- [Problem to solve]: Write a continuation of the passage on nostalgia in science fiction, beginning right after its final sentence.

- [Given passage]:
====

Although there has been increasing critical attention to the role of
memory in these genres, nostalgia is a neglected topic. We seek papers
that explore nostalgia as affect and motif in the genre, following
Jameson's description of sf as a mode of "apprehending the future as
history" (1982), while discussing seemingly future-oriented texts such
William Gibson's Neuromancer (1984) and Ridley Scott's Blade Runner
(1982). Nostalgia had already been consolidated within mainstream
popular culture via George Lucas's Star Wars (1977) which
self-consciously harkened back to earlier eras, texts and subgenres,
from the space operas of E.E. Doc Smith to the film serials of the
1930s, from Fred Wilcox's Forbidden Planet (1956) to Frank Herbert's
Dune (1965). In contemporary media, Star Wars itself is now one among
many rebooted titles, as mainstream science fiction reanimates its own
popular history. As Judith Berman argues in "Science Fiction without the
Future" (2001), even the stories of Golden Age pulp sf were less about
the future than "full of nostalgia, regret, fear of aging and death."
The genre has frequently been preoccupied with the past as it imagines
the future even in cinema, evident in films such as Code 46
(Winterbottom 2003) and Eternal Sunshine of the Spotless Mind (Gondry
2004) which are driven by almost futile search for the lost object.

====

- [Data shown]:
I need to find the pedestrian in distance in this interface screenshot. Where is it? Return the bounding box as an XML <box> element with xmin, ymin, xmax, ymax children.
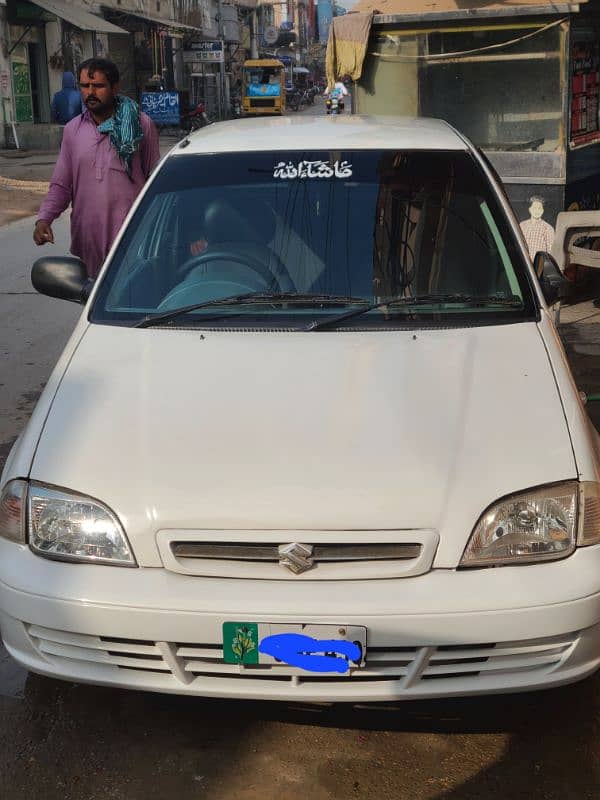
<box><xmin>33</xmin><ymin>58</ymin><xmax>160</xmax><ymax>278</ymax></box>
<box><xmin>50</xmin><ymin>72</ymin><xmax>83</xmax><ymax>125</ymax></box>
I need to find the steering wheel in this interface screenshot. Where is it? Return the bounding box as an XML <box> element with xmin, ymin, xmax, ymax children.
<box><xmin>157</xmin><ymin>250</ymin><xmax>282</xmax><ymax>311</ymax></box>
<box><xmin>175</xmin><ymin>248</ymin><xmax>280</xmax><ymax>291</ymax></box>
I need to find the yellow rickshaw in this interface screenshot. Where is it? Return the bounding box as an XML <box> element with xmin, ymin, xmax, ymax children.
<box><xmin>242</xmin><ymin>58</ymin><xmax>285</xmax><ymax>116</ymax></box>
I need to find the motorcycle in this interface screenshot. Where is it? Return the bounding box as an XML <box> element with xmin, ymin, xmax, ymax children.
<box><xmin>231</xmin><ymin>94</ymin><xmax>242</xmax><ymax>119</ymax></box>
<box><xmin>325</xmin><ymin>94</ymin><xmax>344</xmax><ymax>114</ymax></box>
<box><xmin>179</xmin><ymin>103</ymin><xmax>210</xmax><ymax>136</ymax></box>
<box><xmin>285</xmin><ymin>88</ymin><xmax>302</xmax><ymax>111</ymax></box>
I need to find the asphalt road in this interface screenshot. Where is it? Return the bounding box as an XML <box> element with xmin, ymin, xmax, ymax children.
<box><xmin>0</xmin><ymin>212</ymin><xmax>600</xmax><ymax>800</ymax></box>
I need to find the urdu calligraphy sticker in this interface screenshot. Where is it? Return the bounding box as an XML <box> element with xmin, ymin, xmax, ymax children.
<box><xmin>273</xmin><ymin>160</ymin><xmax>352</xmax><ymax>180</ymax></box>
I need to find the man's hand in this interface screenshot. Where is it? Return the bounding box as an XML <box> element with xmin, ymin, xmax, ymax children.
<box><xmin>33</xmin><ymin>219</ymin><xmax>54</xmax><ymax>244</ymax></box>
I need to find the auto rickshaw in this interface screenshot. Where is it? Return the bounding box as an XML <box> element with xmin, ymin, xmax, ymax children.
<box><xmin>242</xmin><ymin>58</ymin><xmax>285</xmax><ymax>116</ymax></box>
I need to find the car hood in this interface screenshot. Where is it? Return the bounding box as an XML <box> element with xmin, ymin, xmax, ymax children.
<box><xmin>31</xmin><ymin>323</ymin><xmax>576</xmax><ymax>566</ymax></box>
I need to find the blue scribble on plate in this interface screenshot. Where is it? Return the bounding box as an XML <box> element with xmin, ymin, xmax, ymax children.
<box><xmin>258</xmin><ymin>633</ymin><xmax>362</xmax><ymax>673</ymax></box>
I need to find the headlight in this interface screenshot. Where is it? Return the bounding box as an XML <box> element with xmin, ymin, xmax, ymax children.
<box><xmin>461</xmin><ymin>481</ymin><xmax>576</xmax><ymax>567</ymax></box>
<box><xmin>0</xmin><ymin>480</ymin><xmax>27</xmax><ymax>544</ymax></box>
<box><xmin>27</xmin><ymin>483</ymin><xmax>135</xmax><ymax>567</ymax></box>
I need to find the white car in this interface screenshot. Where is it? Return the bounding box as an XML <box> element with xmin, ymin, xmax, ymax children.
<box><xmin>0</xmin><ymin>116</ymin><xmax>600</xmax><ymax>702</ymax></box>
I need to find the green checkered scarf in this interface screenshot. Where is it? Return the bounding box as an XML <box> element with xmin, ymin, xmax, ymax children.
<box><xmin>98</xmin><ymin>94</ymin><xmax>144</xmax><ymax>178</ymax></box>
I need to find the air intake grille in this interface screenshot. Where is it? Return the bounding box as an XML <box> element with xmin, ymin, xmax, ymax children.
<box><xmin>28</xmin><ymin>625</ymin><xmax>578</xmax><ymax>691</ymax></box>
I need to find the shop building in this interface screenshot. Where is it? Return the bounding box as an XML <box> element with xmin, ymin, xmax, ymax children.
<box><xmin>0</xmin><ymin>0</ymin><xmax>128</xmax><ymax>149</ymax></box>
<box><xmin>330</xmin><ymin>0</ymin><xmax>600</xmax><ymax>225</ymax></box>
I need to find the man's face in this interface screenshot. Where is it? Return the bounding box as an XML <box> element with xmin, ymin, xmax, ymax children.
<box><xmin>79</xmin><ymin>70</ymin><xmax>117</xmax><ymax>116</ymax></box>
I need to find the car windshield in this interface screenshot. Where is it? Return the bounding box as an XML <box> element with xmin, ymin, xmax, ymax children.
<box><xmin>90</xmin><ymin>150</ymin><xmax>536</xmax><ymax>330</ymax></box>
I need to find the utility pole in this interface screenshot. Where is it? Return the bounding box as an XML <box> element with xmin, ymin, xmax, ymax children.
<box><xmin>217</xmin><ymin>0</ymin><xmax>225</xmax><ymax>119</ymax></box>
<box><xmin>250</xmin><ymin>6</ymin><xmax>258</xmax><ymax>58</ymax></box>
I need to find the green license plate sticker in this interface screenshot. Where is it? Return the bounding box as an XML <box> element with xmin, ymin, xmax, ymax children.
<box><xmin>223</xmin><ymin>622</ymin><xmax>258</xmax><ymax>664</ymax></box>
<box><xmin>223</xmin><ymin>622</ymin><xmax>367</xmax><ymax>674</ymax></box>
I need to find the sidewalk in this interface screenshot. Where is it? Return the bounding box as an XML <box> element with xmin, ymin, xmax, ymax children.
<box><xmin>0</xmin><ymin>136</ymin><xmax>177</xmax><ymax>226</ymax></box>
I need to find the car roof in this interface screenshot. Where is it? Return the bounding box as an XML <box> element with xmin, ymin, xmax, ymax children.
<box><xmin>170</xmin><ymin>112</ymin><xmax>468</xmax><ymax>156</ymax></box>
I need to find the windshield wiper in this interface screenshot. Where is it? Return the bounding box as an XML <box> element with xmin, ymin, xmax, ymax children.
<box><xmin>304</xmin><ymin>294</ymin><xmax>523</xmax><ymax>331</ymax></box>
<box><xmin>133</xmin><ymin>292</ymin><xmax>368</xmax><ymax>328</ymax></box>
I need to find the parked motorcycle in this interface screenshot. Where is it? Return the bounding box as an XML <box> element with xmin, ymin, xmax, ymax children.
<box><xmin>180</xmin><ymin>103</ymin><xmax>210</xmax><ymax>136</ymax></box>
<box><xmin>231</xmin><ymin>94</ymin><xmax>242</xmax><ymax>119</ymax></box>
<box><xmin>285</xmin><ymin>88</ymin><xmax>302</xmax><ymax>111</ymax></box>
<box><xmin>325</xmin><ymin>94</ymin><xmax>344</xmax><ymax>114</ymax></box>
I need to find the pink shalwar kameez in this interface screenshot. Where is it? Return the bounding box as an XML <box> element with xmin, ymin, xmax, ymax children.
<box><xmin>37</xmin><ymin>110</ymin><xmax>160</xmax><ymax>278</ymax></box>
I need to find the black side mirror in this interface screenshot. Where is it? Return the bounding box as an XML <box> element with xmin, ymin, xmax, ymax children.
<box><xmin>533</xmin><ymin>250</ymin><xmax>569</xmax><ymax>306</ymax></box>
<box><xmin>31</xmin><ymin>256</ymin><xmax>94</xmax><ymax>303</ymax></box>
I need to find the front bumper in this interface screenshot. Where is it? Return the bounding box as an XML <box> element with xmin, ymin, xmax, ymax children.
<box><xmin>0</xmin><ymin>542</ymin><xmax>600</xmax><ymax>702</ymax></box>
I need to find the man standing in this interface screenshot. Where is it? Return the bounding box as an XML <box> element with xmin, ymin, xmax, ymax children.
<box><xmin>33</xmin><ymin>58</ymin><xmax>160</xmax><ymax>278</ymax></box>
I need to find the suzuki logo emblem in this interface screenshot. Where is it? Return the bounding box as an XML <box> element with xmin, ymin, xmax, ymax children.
<box><xmin>278</xmin><ymin>542</ymin><xmax>314</xmax><ymax>575</ymax></box>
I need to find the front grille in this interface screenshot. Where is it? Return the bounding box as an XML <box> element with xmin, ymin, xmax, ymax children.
<box><xmin>171</xmin><ymin>542</ymin><xmax>421</xmax><ymax>564</ymax></box>
<box><xmin>157</xmin><ymin>530</ymin><xmax>439</xmax><ymax>581</ymax></box>
<box><xmin>250</xmin><ymin>97</ymin><xmax>275</xmax><ymax>108</ymax></box>
<box><xmin>28</xmin><ymin>625</ymin><xmax>578</xmax><ymax>691</ymax></box>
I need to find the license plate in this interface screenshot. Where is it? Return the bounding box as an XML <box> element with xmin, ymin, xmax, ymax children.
<box><xmin>223</xmin><ymin>622</ymin><xmax>367</xmax><ymax>674</ymax></box>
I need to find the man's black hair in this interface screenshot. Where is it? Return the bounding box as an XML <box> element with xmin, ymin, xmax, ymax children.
<box><xmin>77</xmin><ymin>58</ymin><xmax>120</xmax><ymax>86</ymax></box>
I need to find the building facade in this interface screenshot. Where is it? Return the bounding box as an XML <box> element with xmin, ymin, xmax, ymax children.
<box><xmin>0</xmin><ymin>0</ymin><xmax>322</xmax><ymax>149</ymax></box>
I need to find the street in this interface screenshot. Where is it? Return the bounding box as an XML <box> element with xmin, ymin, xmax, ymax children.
<box><xmin>0</xmin><ymin>192</ymin><xmax>600</xmax><ymax>800</ymax></box>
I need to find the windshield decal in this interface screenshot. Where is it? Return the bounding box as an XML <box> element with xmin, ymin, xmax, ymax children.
<box><xmin>273</xmin><ymin>160</ymin><xmax>352</xmax><ymax>180</ymax></box>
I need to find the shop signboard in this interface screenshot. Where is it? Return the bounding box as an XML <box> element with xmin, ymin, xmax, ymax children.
<box><xmin>571</xmin><ymin>41</ymin><xmax>600</xmax><ymax>147</ymax></box>
<box><xmin>188</xmin><ymin>41</ymin><xmax>225</xmax><ymax>63</ymax></box>
<box><xmin>317</xmin><ymin>0</ymin><xmax>333</xmax><ymax>42</ymax></box>
<box><xmin>142</xmin><ymin>92</ymin><xmax>180</xmax><ymax>125</ymax></box>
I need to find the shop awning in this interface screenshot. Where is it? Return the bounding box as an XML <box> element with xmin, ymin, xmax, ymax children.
<box><xmin>352</xmin><ymin>0</ymin><xmax>587</xmax><ymax>23</ymax></box>
<box><xmin>120</xmin><ymin>9</ymin><xmax>202</xmax><ymax>33</ymax></box>
<box><xmin>32</xmin><ymin>0</ymin><xmax>129</xmax><ymax>35</ymax></box>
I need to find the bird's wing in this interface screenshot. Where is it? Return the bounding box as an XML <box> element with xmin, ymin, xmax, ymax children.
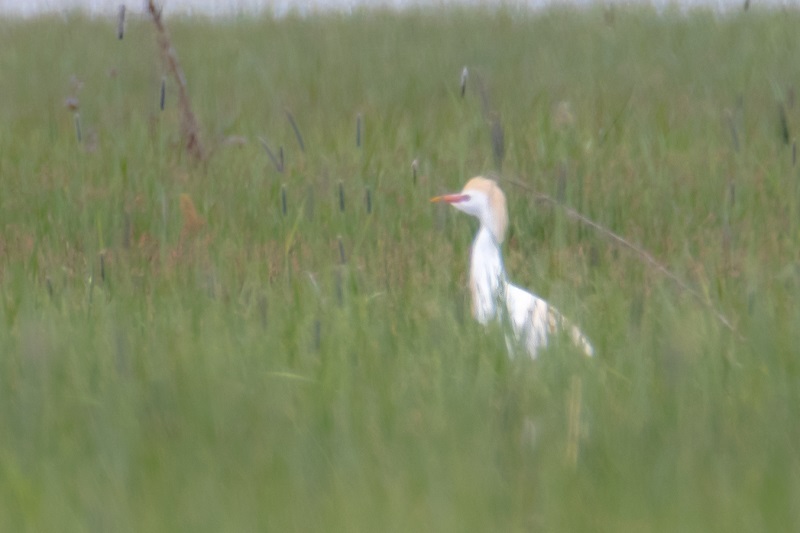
<box><xmin>506</xmin><ymin>283</ymin><xmax>594</xmax><ymax>357</ymax></box>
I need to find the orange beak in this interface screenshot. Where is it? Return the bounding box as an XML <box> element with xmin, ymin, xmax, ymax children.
<box><xmin>431</xmin><ymin>193</ymin><xmax>469</xmax><ymax>204</ymax></box>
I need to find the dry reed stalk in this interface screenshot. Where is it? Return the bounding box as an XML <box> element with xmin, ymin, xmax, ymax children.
<box><xmin>147</xmin><ymin>0</ymin><xmax>205</xmax><ymax>161</ymax></box>
<box><xmin>566</xmin><ymin>376</ymin><xmax>583</xmax><ymax>467</ymax></box>
<box><xmin>506</xmin><ymin>178</ymin><xmax>741</xmax><ymax>338</ymax></box>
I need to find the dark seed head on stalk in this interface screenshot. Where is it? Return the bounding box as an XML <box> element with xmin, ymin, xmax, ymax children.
<box><xmin>75</xmin><ymin>111</ymin><xmax>83</xmax><ymax>142</ymax></box>
<box><xmin>491</xmin><ymin>113</ymin><xmax>506</xmax><ymax>170</ymax></box>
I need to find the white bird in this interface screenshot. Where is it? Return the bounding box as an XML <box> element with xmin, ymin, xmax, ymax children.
<box><xmin>431</xmin><ymin>176</ymin><xmax>594</xmax><ymax>358</ymax></box>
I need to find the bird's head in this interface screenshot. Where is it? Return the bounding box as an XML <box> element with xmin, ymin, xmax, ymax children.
<box><xmin>431</xmin><ymin>176</ymin><xmax>508</xmax><ymax>244</ymax></box>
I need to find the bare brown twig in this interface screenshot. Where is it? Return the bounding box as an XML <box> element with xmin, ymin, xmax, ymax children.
<box><xmin>147</xmin><ymin>0</ymin><xmax>205</xmax><ymax>161</ymax></box>
<box><xmin>500</xmin><ymin>178</ymin><xmax>737</xmax><ymax>333</ymax></box>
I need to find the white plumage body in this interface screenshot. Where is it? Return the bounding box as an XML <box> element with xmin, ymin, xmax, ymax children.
<box><xmin>433</xmin><ymin>178</ymin><xmax>594</xmax><ymax>358</ymax></box>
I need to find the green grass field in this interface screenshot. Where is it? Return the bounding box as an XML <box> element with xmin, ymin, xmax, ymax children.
<box><xmin>0</xmin><ymin>3</ymin><xmax>800</xmax><ymax>532</ymax></box>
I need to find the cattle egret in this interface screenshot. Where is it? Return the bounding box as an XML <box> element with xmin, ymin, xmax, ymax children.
<box><xmin>431</xmin><ymin>177</ymin><xmax>594</xmax><ymax>358</ymax></box>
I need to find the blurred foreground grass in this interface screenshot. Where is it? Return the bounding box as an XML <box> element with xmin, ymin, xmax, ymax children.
<box><xmin>0</xmin><ymin>8</ymin><xmax>800</xmax><ymax>532</ymax></box>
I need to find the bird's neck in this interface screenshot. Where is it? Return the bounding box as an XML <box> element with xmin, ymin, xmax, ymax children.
<box><xmin>470</xmin><ymin>224</ymin><xmax>506</xmax><ymax>324</ymax></box>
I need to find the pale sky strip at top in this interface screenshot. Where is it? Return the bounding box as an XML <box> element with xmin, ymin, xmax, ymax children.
<box><xmin>0</xmin><ymin>0</ymin><xmax>800</xmax><ymax>17</ymax></box>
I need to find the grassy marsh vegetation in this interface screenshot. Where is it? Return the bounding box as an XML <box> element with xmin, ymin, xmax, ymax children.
<box><xmin>0</xmin><ymin>8</ymin><xmax>800</xmax><ymax>532</ymax></box>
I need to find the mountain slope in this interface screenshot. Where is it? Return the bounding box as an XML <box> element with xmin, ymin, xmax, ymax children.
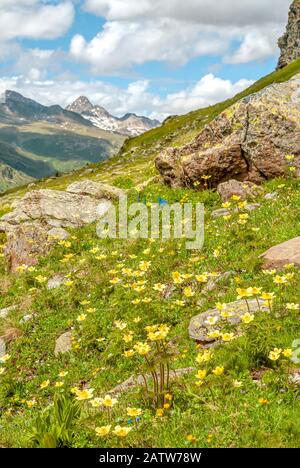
<box><xmin>2</xmin><ymin>59</ymin><xmax>300</xmax><ymax>203</ymax></box>
<box><xmin>0</xmin><ymin>50</ymin><xmax>300</xmax><ymax>451</ymax></box>
<box><xmin>0</xmin><ymin>91</ymin><xmax>124</xmax><ymax>190</ymax></box>
<box><xmin>67</xmin><ymin>96</ymin><xmax>160</xmax><ymax>136</ymax></box>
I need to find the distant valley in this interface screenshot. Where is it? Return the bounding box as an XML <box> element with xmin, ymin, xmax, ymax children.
<box><xmin>67</xmin><ymin>96</ymin><xmax>160</xmax><ymax>136</ymax></box>
<box><xmin>0</xmin><ymin>91</ymin><xmax>159</xmax><ymax>191</ymax></box>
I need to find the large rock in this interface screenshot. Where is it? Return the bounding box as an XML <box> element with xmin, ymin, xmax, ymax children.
<box><xmin>261</xmin><ymin>237</ymin><xmax>300</xmax><ymax>269</ymax></box>
<box><xmin>0</xmin><ymin>338</ymin><xmax>6</xmax><ymax>358</ymax></box>
<box><xmin>217</xmin><ymin>179</ymin><xmax>262</xmax><ymax>201</ymax></box>
<box><xmin>54</xmin><ymin>332</ymin><xmax>72</xmax><ymax>356</ymax></box>
<box><xmin>4</xmin><ymin>223</ymin><xmax>54</xmax><ymax>272</ymax></box>
<box><xmin>211</xmin><ymin>203</ymin><xmax>261</xmax><ymax>219</ymax></box>
<box><xmin>47</xmin><ymin>274</ymin><xmax>66</xmax><ymax>290</ymax></box>
<box><xmin>0</xmin><ymin>306</ymin><xmax>17</xmax><ymax>319</ymax></box>
<box><xmin>189</xmin><ymin>299</ymin><xmax>269</xmax><ymax>345</ymax></box>
<box><xmin>1</xmin><ymin>190</ymin><xmax>110</xmax><ymax>227</ymax></box>
<box><xmin>156</xmin><ymin>74</ymin><xmax>300</xmax><ymax>188</ymax></box>
<box><xmin>67</xmin><ymin>180</ymin><xmax>126</xmax><ymax>200</ymax></box>
<box><xmin>277</xmin><ymin>0</ymin><xmax>300</xmax><ymax>68</ymax></box>
<box><xmin>0</xmin><ymin>186</ymin><xmax>112</xmax><ymax>271</ymax></box>
<box><xmin>108</xmin><ymin>367</ymin><xmax>195</xmax><ymax>395</ymax></box>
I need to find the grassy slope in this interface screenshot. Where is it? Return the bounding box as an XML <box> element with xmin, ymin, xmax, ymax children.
<box><xmin>0</xmin><ymin>181</ymin><xmax>300</xmax><ymax>447</ymax></box>
<box><xmin>0</xmin><ymin>61</ymin><xmax>300</xmax><ymax>447</ymax></box>
<box><xmin>0</xmin><ymin>122</ymin><xmax>124</xmax><ymax>193</ymax></box>
<box><xmin>0</xmin><ymin>59</ymin><xmax>300</xmax><ymax>204</ymax></box>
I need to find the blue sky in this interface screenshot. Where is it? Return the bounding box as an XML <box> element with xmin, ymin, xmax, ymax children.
<box><xmin>0</xmin><ymin>0</ymin><xmax>291</xmax><ymax>119</ymax></box>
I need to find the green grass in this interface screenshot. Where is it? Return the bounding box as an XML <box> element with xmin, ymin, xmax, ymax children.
<box><xmin>0</xmin><ymin>60</ymin><xmax>300</xmax><ymax>447</ymax></box>
<box><xmin>122</xmin><ymin>59</ymin><xmax>300</xmax><ymax>152</ymax></box>
<box><xmin>0</xmin><ymin>59</ymin><xmax>300</xmax><ymax>203</ymax></box>
<box><xmin>0</xmin><ymin>180</ymin><xmax>300</xmax><ymax>447</ymax></box>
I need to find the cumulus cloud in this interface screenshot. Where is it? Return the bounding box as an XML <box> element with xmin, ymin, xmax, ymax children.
<box><xmin>70</xmin><ymin>0</ymin><xmax>289</xmax><ymax>74</ymax></box>
<box><xmin>0</xmin><ymin>0</ymin><xmax>75</xmax><ymax>42</ymax></box>
<box><xmin>70</xmin><ymin>18</ymin><xmax>226</xmax><ymax>74</ymax></box>
<box><xmin>0</xmin><ymin>74</ymin><xmax>252</xmax><ymax>120</ymax></box>
<box><xmin>84</xmin><ymin>0</ymin><xmax>290</xmax><ymax>26</ymax></box>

====

- [Output of the exercise]:
Further connections may be detected between nostalgia and gernes such as
utopia and dystopia. If utopianism produces future-orientated discourses
that seek to transform the present into an idealised future, nostalgia
might be described as inverted utopianism that generates an ameliorated,
utopianized recollection of the past, as is evident in
nineteenth-century utopias, such William Morris's News from Nowhere
(1890) whose post-apocalyptic future betrays a yearning for a
pre-industrial, pastoral era. In The Future of Nostalgia (2001) Svetlana
Boym contends that nostalgia can function as as a critical form of
remembering that is not bound to a single version of the past, enabling
texts to revisit the past to animate different realities and futures, a
technique central to works such as Joanna Russ's The Female Man (1974)
and Marge Piercy's Woman on the Edge of Time (1974). Classical
dystopias, on the other hand, such as Eugene Zamyatin's We (1920-21) and
George Orwell's Nineteen Eighty-Four (1948) often look to the past as a
time of more authentic existence, a motif that continues in recent
television series such as The Walking Dead (2010-) and The Handmaid's
Tale (2017-), especially in their use of flashback sequences.
Most recently, we have seen widescale interest in sf that
nostalgically engages with the 1980s, often through allusions to sf of
that era. Netflix has been a major agent in this trend, exemplified by
the phenomenal success of Stranger Things (2016-), whose 1980s setting
is also contemporary with Jameson's theorization of sf and history.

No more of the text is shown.